### Document section

2) The key part of the task workflow is the long list of analysts to run against the changes, and the assumption that works well in practice that you can just keep iterating and fixing reported issues (with some of the elided secret sauce having to do with subagents to evaluate whether an issue is in scope and needs to be fixed or can be safely ignored, and keeping on eye out for deviations from the requested task). This eventual completeness assumption does work pretty well.

3) At some point the main agent's context window gets poisoned, or it reaches the full context window and compacts. Either way this kills any chance of simply continuing. In the first case (poisoning) it loses track of the task and ends up caught in some yak shaving rabbit hole. Usually it's obvious when you check in that this is going on, and I just nuke it and start over. In the latter case (full context window) the auto-compaction also pretty thoroughly destroys workflow but it usually results in the agent asking a variation on "I see you are in the middle of ... What do you want to do next?" before taking any bad action to the repo itself. Clearing the now poisoned context window with "/reset" and then providing just "task: continue" gets it back on track. I have a todo item to automate this, but the Claude Code API doesn't make it easy.

######

In the post on the coding agent's workflow, which command clears the poisoned context window? The data that comes next has nothing to do with the post on the coding agent's workflow.

### Dataset excerpts

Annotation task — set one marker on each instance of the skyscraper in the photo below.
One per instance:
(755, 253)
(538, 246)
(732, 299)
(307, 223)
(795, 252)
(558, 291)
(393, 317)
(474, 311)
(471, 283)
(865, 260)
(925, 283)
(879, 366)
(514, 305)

######

## Exercise result
The command "/reset".